┌─ Extract provided
The Government of Ireland Act 1920 is 100 years old tomorrow. David Torrance examines the legislation and its impact, arguing that a number of the constitutional conventions that regulate relations between Westminster and Holyrood have roots in those that applied to Stormont between 1920 and 1972.

Wednesday 23 December marks the centenary of royal assent for the Government of Ireland Act 1920 (the ‘1920 Act’). That this created the part of the UK known as ‘Northern Ireland’ and its border is well known, but its devolution settlement – a parliament, government, governor and prime minister – has largely faded from public consciousness.

As the historian Graham Walker has observed, Northern Ireland ‘serves as a reminder that devolution and constitutional change has a long, complex, and fascinating history, and did not just appear magically at the end of the twentieth century’ [1]. Indeed, this blog will argue that many of the constitutional conventions now associated with Holyrood-Westminster relations have antecedents in those which developed between Stormont and the UK parliament between 1921 and 1972. There was also one major difference, self-determination, analysis of which concludes this piece.
└─
> What is needed: Transcribe the passage on the centenary of the Government of Ireland Act 1920 in full, word for word.
┌─ Given entries
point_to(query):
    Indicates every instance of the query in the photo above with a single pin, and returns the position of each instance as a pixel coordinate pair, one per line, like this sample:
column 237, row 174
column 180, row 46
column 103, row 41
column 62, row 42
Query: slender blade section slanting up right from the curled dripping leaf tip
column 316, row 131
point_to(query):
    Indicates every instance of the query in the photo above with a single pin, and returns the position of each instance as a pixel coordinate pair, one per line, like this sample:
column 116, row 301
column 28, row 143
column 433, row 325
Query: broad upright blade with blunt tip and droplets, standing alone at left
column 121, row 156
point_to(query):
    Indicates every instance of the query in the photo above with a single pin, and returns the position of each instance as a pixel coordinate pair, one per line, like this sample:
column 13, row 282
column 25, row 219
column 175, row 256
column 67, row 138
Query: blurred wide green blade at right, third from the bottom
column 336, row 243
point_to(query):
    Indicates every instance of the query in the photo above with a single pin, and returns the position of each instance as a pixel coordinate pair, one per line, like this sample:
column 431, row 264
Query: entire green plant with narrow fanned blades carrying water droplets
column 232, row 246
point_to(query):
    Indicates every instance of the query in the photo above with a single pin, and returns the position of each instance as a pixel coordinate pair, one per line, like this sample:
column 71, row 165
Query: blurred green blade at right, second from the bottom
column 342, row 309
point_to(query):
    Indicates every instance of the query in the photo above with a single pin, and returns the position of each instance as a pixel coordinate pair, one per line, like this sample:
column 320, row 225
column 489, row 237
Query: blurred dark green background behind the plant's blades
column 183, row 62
└─
┌─ Given entries
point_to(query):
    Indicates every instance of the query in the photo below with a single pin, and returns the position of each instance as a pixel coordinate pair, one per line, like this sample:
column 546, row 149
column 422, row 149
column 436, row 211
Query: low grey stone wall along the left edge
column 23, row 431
└─
> Task result:
The Government of Ireland Act 1920 is 100 years old tomorrow. David Torrance examines the legislation and its impact, arguing that a number of the constitutional conventions that regulate relations between Westminster and Holyrood have roots in those that applied to Stormont between 1920 and 1972.

Wednesday 23 December marks the centenary of royal assent for the Government of Ireland Act 1920 (the ‘1920 Act’). That this created the part of the UK known as ‘Northern Ireland’ and its border is well known, but its devolution settlement – a parliament, government, governor and prime minister – has largely faded from public consciousness.

As the historian Graham Walker has observed, Northern Ireland ‘serves as a reminder that devolution and constitutional change has a long, complex, and fascinating history, and did not just appear magically at the end of the twentieth century’ [1]. Indeed, this blog will argue that many of the constitutional conventions now associated with Holyrood-Westminster relations have antecedents in those which developed between Stormont and the UK parliament between 1921 and 1972. There was also one major difference, self-determination, analysis of which concludes this piece.